#### Problem requirements
Check every line of the entries below for the word "lighthouse", then give only the number of lines that have it.

#### Given records
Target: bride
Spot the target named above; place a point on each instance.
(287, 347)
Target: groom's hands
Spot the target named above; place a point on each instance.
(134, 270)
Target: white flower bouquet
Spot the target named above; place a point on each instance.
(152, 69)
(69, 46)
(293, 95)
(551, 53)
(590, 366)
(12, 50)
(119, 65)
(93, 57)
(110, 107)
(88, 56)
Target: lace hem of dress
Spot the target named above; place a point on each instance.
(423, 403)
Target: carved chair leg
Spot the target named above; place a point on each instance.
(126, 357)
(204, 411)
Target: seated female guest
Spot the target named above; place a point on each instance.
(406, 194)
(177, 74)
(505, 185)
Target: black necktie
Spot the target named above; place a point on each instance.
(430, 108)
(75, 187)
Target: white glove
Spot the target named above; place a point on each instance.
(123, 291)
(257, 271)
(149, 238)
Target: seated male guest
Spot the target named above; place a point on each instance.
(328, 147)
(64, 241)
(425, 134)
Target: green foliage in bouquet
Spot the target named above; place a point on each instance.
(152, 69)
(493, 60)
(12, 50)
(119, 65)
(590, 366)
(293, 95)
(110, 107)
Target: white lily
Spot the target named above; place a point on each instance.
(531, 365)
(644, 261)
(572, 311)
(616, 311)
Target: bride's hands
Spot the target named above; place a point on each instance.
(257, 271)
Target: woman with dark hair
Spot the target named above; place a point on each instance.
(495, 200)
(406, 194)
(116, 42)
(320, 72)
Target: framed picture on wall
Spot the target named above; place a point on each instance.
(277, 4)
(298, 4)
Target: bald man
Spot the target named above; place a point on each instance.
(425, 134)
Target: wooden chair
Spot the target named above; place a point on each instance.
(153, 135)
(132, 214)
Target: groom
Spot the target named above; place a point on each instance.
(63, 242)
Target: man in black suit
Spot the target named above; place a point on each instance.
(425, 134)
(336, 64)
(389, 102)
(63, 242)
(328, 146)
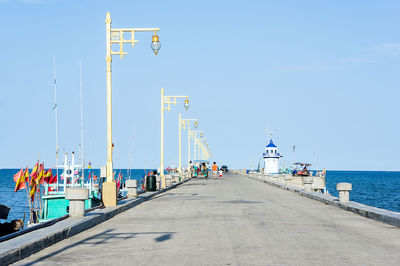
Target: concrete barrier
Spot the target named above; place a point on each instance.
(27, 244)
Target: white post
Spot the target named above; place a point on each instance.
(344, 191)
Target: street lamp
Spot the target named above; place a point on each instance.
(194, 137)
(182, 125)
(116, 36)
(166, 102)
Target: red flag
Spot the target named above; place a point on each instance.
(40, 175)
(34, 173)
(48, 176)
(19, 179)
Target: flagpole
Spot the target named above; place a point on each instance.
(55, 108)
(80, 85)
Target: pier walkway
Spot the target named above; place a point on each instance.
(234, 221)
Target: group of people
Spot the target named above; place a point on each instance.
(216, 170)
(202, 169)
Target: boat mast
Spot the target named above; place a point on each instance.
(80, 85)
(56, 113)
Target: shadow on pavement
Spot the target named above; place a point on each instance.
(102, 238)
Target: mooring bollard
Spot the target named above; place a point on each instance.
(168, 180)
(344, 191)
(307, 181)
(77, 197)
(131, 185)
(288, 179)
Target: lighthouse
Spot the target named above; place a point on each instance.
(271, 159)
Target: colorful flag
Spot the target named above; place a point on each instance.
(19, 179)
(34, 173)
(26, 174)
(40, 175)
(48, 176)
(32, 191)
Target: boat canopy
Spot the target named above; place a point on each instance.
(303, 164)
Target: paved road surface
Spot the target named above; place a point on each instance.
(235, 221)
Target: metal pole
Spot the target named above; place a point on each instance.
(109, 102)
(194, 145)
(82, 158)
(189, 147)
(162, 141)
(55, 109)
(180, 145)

* * *

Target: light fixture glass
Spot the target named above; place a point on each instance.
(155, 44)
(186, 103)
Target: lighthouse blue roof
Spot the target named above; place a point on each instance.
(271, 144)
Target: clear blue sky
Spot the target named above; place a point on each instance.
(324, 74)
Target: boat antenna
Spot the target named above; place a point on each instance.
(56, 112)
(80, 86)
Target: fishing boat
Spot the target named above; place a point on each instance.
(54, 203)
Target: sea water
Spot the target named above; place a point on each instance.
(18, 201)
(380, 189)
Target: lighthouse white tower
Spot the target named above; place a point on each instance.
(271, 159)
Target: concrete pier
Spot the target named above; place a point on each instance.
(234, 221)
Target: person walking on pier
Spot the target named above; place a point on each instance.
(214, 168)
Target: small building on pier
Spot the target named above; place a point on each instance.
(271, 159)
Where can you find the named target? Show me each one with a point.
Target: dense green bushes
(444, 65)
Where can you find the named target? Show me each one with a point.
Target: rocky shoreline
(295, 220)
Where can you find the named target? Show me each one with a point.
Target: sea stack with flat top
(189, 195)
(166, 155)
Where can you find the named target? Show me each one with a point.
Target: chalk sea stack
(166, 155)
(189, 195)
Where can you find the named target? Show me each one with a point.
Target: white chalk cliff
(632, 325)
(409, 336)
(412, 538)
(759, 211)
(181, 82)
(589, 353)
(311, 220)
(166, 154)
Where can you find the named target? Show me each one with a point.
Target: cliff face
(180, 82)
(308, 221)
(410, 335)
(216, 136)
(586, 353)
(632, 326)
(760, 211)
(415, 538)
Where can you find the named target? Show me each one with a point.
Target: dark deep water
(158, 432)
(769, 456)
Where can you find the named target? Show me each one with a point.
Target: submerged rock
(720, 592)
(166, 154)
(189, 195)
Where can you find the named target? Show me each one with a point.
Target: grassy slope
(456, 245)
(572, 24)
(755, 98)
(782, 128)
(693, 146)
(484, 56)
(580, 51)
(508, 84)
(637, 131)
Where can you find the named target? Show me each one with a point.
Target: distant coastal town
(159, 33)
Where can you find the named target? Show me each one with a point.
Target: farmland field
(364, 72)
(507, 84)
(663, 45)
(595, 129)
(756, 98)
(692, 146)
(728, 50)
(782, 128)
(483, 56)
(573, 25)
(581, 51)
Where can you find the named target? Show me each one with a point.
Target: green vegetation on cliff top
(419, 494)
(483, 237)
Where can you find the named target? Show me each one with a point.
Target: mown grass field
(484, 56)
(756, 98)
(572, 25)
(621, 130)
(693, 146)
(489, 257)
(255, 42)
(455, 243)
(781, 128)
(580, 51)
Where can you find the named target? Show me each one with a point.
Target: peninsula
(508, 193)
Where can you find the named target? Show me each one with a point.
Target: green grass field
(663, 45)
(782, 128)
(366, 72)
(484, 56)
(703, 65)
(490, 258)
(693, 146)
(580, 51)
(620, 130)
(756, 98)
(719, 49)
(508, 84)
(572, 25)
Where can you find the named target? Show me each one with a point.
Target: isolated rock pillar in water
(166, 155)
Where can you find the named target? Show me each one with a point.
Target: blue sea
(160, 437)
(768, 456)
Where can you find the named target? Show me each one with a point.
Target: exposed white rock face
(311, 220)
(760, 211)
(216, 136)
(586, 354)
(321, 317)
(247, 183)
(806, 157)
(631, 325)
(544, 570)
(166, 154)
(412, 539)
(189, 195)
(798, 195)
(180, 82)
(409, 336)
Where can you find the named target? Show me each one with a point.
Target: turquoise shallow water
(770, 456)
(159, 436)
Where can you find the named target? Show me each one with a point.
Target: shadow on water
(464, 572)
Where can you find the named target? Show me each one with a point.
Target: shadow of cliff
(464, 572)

* * *

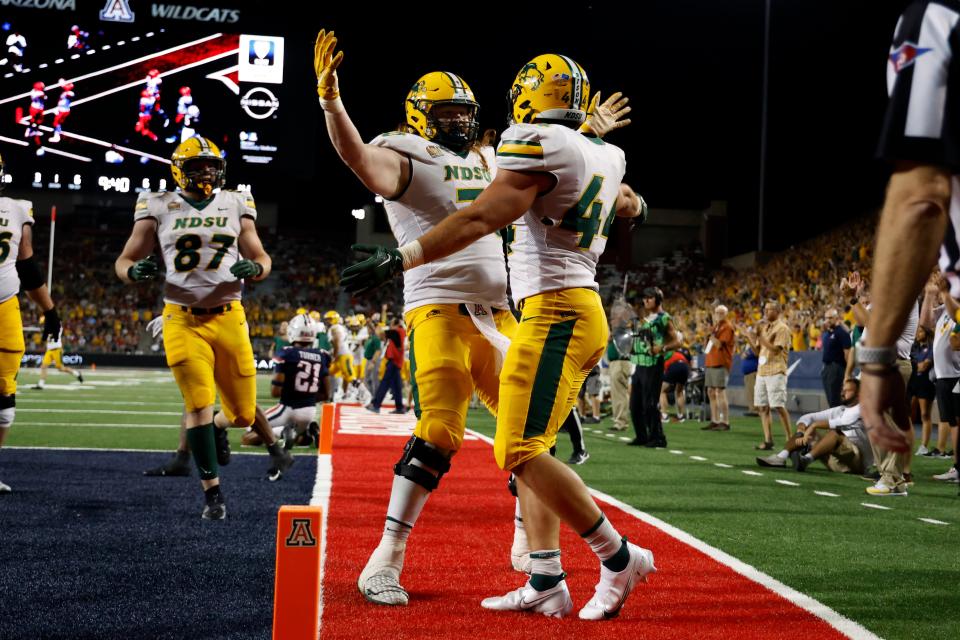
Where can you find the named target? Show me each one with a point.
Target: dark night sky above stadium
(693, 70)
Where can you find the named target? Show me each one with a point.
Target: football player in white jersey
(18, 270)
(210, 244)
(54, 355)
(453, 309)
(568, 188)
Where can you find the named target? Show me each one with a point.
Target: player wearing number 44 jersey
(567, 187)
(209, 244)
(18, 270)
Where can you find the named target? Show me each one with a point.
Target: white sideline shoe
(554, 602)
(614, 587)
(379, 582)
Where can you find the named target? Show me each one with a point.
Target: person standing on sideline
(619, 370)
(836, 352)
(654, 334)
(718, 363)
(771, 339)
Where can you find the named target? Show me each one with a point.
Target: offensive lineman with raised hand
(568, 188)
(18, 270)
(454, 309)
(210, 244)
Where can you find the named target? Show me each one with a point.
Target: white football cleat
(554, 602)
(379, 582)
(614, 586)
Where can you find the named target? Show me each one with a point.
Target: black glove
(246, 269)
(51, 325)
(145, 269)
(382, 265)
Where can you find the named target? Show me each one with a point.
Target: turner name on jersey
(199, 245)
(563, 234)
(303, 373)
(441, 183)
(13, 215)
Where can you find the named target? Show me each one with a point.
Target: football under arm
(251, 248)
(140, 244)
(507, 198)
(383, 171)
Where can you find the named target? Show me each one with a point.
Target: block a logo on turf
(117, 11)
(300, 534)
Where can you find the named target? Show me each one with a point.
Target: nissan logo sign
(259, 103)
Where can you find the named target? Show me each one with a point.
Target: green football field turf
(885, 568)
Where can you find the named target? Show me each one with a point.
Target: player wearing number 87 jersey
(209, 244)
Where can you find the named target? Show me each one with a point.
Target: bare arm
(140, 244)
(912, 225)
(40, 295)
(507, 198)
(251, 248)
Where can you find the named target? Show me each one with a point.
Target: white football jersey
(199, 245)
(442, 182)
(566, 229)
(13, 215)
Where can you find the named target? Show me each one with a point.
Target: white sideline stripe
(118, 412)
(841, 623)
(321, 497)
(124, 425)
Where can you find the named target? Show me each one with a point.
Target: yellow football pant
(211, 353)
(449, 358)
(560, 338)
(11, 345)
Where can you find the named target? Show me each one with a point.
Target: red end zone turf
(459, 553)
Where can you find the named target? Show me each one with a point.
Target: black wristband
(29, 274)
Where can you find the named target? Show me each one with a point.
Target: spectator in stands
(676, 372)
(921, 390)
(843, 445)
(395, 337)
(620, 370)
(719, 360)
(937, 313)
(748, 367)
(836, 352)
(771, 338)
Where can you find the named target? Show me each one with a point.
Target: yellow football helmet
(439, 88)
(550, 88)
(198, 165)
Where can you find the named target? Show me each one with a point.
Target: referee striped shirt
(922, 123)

#### Exercise result
3